● **READING PASSAGE**:
——
“A warm welcome to Zingcreed, the religious blog that takes Jesus seriously and tries to do his teachings justice. And for that you do not need St Paul’s help. After all, that misogynistic scribbler never read the gospels nor met Jesus; and the first thing he did after seeing his vision of Jesus on the road to Damascus was to go down to Saudi Arabia for 3 years! Some convert!

Once again I am picking up Herzog’s book on parables in the British Library, here in London, and taking his in-depth analysis to pieces and summarizing it in simplified form. I am not writing for theologians – I would never be so presumptuous, and they should have no difficulty comprehending the complicated original anyway. I am writing for myself andfor readers with the understanding of an intelligent “Sixth Former”, which in the British education system means a 17-19 year old student who hopes to go on to further education. Why them? Because that’s the group of people I know best as I have earned my bread teaching them for quarter of a century (and enjoyed it very much!)

The Zingcreed motto remains: More Jesus, Less Christ, No God!
(Yes I really am an atheist, as well as my own theologian in residence.)

In solidarity,

Peter Turner, M.A., M.Sc.”

canon1f,Fuji4GB,2015 103


5/ Jesus said to them, “Suppose you have a friend who comes to you in the middle of the night and says to you, ‘Friend, lend me  three loaves,
6/ for a friend of mine on a trip has just shown up and I have nothing to offer him.’
7/ And suppose you reply, ‘Stop bothering me. The door is already locked and my children and I are in bed. I can’t get up to give you anything’ –
8/ I tell you, even though you won’t get up and give the friend anything out of friendship, yet you will get up and give the other whatever is needed because you’d be ashamed not to.”
(Luke 11:5-8; Scholars translation from the Jesus Seminar)

Herzog shows his typical sociological insight by commenting “To Palestinian peasants rooted in the values of village life, it would have been simply inconceivable that a neighbour who had been awakened to help fulfil the obligations of hospitality would try to excuse himself from helping by offering flimsy rationalizations. He would be ashamed if he did so; he and his family would lose face in the village.” (p. 198) Herzog goes on to quote various experts on (i) why people travelled at night (cooler); (ii) how often families made bread (daily or weekly) (iii) the types of food eaten and the role of the roll; (iv) where the kids slept; (v) village hospitality customs and village honour.


All peasants had a coping strategy: each person wanted land, wealth, health, friendship, respect, honour and status, power and influence, security and safety; yet all these things were perennially in short supply, so willingness to adapt, to cut your coat according to your cloth was essential. A norm of reciprocity governed relations between peasant families: if a village neighbour asked for help, one always agreed to help because, by doing so, one obligated the neighbour to reciprocate when the situation was reversed. Under Herodian rule, what with the rapacity of the Roman empire and the greedy demands of the temple, there was an increasing impulse in the first century towards mean-ness. Too much generosity could push a peasant over the edge!
——
● **RECORD EXTRACTS**:

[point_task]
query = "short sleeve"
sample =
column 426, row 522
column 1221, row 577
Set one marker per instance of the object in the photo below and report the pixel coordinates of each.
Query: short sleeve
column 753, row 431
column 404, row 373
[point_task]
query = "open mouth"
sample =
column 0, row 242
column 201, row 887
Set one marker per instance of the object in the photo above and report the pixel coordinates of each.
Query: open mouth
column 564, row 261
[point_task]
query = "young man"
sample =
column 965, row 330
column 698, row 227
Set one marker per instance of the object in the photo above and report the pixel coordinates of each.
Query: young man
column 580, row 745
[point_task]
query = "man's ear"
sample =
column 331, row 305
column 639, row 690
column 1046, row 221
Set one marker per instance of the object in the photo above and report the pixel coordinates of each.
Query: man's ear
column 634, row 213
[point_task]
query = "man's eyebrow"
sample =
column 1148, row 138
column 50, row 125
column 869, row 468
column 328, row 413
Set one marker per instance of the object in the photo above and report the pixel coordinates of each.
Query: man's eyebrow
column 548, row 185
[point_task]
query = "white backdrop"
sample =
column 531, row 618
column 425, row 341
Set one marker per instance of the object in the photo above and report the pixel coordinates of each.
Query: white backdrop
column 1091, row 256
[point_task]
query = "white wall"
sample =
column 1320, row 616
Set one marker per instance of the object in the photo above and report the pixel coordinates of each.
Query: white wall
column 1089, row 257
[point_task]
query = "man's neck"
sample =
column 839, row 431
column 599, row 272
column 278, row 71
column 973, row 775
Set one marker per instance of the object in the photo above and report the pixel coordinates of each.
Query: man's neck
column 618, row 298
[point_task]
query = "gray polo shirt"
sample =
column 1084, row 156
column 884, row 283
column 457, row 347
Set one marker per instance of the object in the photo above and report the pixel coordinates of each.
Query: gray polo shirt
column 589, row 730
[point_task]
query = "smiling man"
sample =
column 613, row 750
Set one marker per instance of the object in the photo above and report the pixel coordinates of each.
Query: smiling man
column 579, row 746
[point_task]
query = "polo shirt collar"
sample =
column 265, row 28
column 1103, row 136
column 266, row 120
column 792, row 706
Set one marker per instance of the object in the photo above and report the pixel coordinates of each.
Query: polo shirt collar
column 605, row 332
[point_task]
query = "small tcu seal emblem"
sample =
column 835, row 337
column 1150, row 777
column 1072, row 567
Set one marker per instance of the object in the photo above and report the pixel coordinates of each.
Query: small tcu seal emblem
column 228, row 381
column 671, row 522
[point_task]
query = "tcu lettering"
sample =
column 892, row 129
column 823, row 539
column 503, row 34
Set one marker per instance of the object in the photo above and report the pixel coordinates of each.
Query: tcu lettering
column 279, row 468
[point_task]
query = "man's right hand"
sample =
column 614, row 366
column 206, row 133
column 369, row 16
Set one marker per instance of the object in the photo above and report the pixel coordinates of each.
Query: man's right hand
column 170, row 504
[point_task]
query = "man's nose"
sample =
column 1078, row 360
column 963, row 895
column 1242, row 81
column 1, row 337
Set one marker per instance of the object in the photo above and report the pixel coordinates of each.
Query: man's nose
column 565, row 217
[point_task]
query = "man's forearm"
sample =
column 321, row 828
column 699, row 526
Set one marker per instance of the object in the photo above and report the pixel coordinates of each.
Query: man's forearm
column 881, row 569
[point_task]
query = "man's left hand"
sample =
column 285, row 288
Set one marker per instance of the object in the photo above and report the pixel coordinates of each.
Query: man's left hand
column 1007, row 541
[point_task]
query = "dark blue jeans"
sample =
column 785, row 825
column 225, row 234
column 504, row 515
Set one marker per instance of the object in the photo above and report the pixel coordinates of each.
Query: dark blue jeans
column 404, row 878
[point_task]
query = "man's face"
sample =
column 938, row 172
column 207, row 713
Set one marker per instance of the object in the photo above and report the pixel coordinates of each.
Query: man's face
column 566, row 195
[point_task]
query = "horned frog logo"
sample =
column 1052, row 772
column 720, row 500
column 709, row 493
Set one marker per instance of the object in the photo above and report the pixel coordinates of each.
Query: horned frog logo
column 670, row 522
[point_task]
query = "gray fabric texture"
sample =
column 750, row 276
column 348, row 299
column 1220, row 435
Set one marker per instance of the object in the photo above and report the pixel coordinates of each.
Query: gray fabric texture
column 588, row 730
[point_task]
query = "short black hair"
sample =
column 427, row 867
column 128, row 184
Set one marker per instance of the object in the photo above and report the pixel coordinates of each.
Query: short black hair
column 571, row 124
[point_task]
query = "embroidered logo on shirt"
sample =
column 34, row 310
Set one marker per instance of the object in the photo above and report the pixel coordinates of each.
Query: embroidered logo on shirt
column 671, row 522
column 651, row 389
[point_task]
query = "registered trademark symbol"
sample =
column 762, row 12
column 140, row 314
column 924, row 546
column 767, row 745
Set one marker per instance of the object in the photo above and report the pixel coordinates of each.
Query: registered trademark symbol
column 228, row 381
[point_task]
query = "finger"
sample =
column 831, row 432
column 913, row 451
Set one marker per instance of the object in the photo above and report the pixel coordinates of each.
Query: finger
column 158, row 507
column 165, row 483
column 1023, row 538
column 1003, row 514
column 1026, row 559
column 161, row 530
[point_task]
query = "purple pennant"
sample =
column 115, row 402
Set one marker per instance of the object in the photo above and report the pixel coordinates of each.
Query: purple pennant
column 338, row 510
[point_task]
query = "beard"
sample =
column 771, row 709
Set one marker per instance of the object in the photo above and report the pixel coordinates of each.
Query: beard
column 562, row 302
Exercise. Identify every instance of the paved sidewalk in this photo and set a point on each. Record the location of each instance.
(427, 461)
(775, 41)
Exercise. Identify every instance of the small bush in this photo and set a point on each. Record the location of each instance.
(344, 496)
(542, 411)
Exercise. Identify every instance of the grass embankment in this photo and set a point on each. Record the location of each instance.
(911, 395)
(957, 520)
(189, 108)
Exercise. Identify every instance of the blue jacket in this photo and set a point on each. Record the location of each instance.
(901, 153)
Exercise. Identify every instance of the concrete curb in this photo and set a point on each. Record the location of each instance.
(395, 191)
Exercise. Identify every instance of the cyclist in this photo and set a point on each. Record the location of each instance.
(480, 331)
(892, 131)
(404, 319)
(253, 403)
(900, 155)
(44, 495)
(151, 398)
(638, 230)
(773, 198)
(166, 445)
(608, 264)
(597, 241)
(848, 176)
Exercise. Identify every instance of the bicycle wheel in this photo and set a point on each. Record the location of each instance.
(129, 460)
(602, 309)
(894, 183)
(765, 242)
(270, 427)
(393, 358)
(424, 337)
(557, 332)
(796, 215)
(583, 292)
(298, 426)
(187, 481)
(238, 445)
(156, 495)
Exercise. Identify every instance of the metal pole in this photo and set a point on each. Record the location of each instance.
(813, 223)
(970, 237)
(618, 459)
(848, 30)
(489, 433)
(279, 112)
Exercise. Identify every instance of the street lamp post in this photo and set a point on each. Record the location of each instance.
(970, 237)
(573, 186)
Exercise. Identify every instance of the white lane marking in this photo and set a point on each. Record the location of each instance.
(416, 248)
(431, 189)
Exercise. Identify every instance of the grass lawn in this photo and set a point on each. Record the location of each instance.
——
● **WORK REQUEST 1**: In the blog post on the parable of the friend at midnight, translate this sentence into Spanish: "Under Herodian rule, what with the rapacity of the Roman empire and the greedy demands of the temple, there was an increasing impulse in the first century towards mean-ness."
● **WORK REQUEST 2**: Continue the blog post on the parable of the friend at midnight from the point where it stops.

● **TASK OUTPUT 1**: Bajo el dominio herodiano, entre la rapacidad del Imperio romano y las codiciosas exigencias del templo, hubo en el siglo I un impulso creciente hacia la mezquindad.

● **TASK OUTPUT 2**:
Herzog maintains that the behaviour of the peasants in the parable is  “shameless” (I prefer the term “reckless”) and boundary breaking. They are subverting the debt codes of the Torah as promoted by the Jerusalem elites. They pursued the acquisition of wealth at the expense of the peasants. To the urban elites the hospitality of the villagers was ‘shameless’ because it was expended on a virtual stranger and gained them nothing in return. However, Jesus turned the dominant negative value judgement of the urban elite into an affirmation of village hospitality. The punchline (v. 8) is thus spoken ironically. Every time a villager greeted a stranger or received a sojourner, they, the unclean and impure, not the ‘pure’ elites with their great feasts, were creating a messianic banquet.


In their village code of honour they embodied a justice which the purities could not comprehend. Efforts to dehumanize them and reduce them to creatures whose lives were obsessed by the desire to survive came to nought. The peasants were challenging the efforts of their oppressors as their continual but small redistributions of wealth and food foreshadowed a different order of human relations, one molded by justice and mutual reciprocity. Their ordinary actions were no small matter.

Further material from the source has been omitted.